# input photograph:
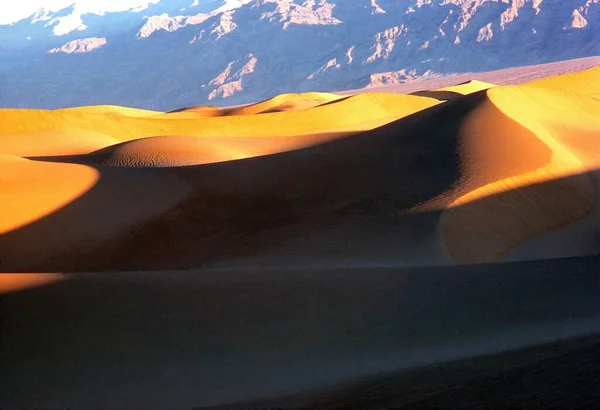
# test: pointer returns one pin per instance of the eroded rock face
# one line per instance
(84, 45)
(229, 82)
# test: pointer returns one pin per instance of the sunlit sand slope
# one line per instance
(374, 178)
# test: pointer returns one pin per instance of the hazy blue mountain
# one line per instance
(180, 52)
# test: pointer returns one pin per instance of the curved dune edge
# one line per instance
(279, 103)
(54, 142)
(582, 82)
(469, 87)
(109, 110)
(495, 165)
(32, 190)
(487, 222)
(350, 114)
(175, 151)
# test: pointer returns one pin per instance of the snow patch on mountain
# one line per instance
(84, 45)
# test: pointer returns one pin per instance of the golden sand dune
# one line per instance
(302, 178)
(582, 82)
(32, 190)
(173, 151)
(469, 87)
(282, 102)
(544, 165)
(54, 142)
(357, 113)
(110, 110)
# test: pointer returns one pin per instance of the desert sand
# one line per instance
(218, 255)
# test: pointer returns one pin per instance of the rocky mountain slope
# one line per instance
(173, 53)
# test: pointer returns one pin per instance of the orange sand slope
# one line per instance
(306, 179)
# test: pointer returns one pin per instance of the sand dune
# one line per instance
(358, 113)
(292, 244)
(110, 110)
(342, 179)
(65, 141)
(283, 102)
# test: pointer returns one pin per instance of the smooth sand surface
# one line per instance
(199, 338)
(430, 182)
(292, 244)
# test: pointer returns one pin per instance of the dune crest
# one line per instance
(457, 175)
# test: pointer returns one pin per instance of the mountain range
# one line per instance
(171, 53)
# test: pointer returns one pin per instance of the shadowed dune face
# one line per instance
(302, 178)
(298, 242)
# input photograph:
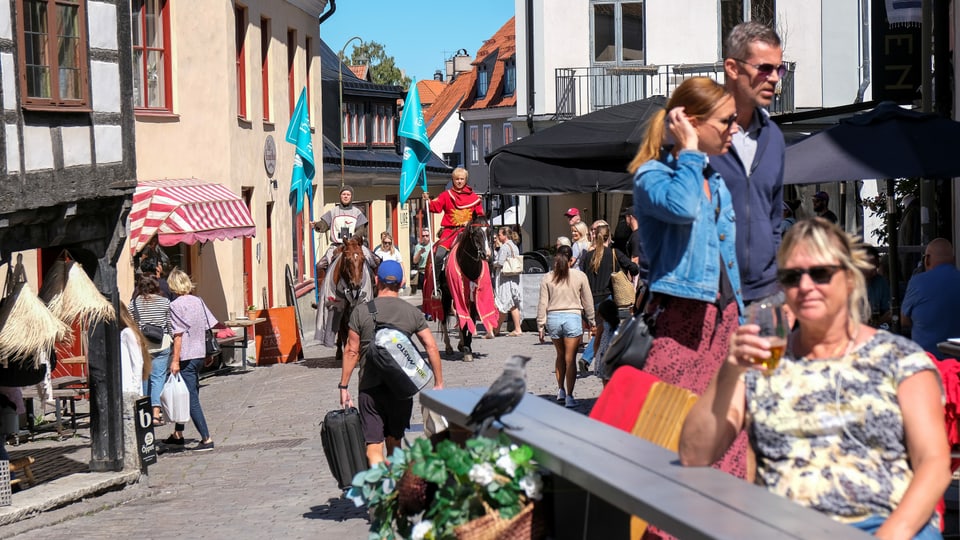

================

▶ **WHAT NEEDS TO BE DONE**
Reproduce verbatim every line of the entries from the line containing "# test: pointer returns one pin per instance of the smooth" through the end of the entries, including both ends, and omit any pictures from your answer.

▶ **ANSWER TO THIS TASK**
# test: pointer returns one pin per instance of the smooth sand surface
# one line per instance
(199, 338)
(430, 182)
(292, 244)
# test: pointer returns one pin per instance of the dune crest
# one line per instance
(457, 175)
# test: pointer returns one pin per instance of the mountain range
# one line per instance
(171, 53)
# test: pointer returns one pin per instance of the shadowed dune face
# one line per instance
(302, 178)
(298, 242)
# input photograph:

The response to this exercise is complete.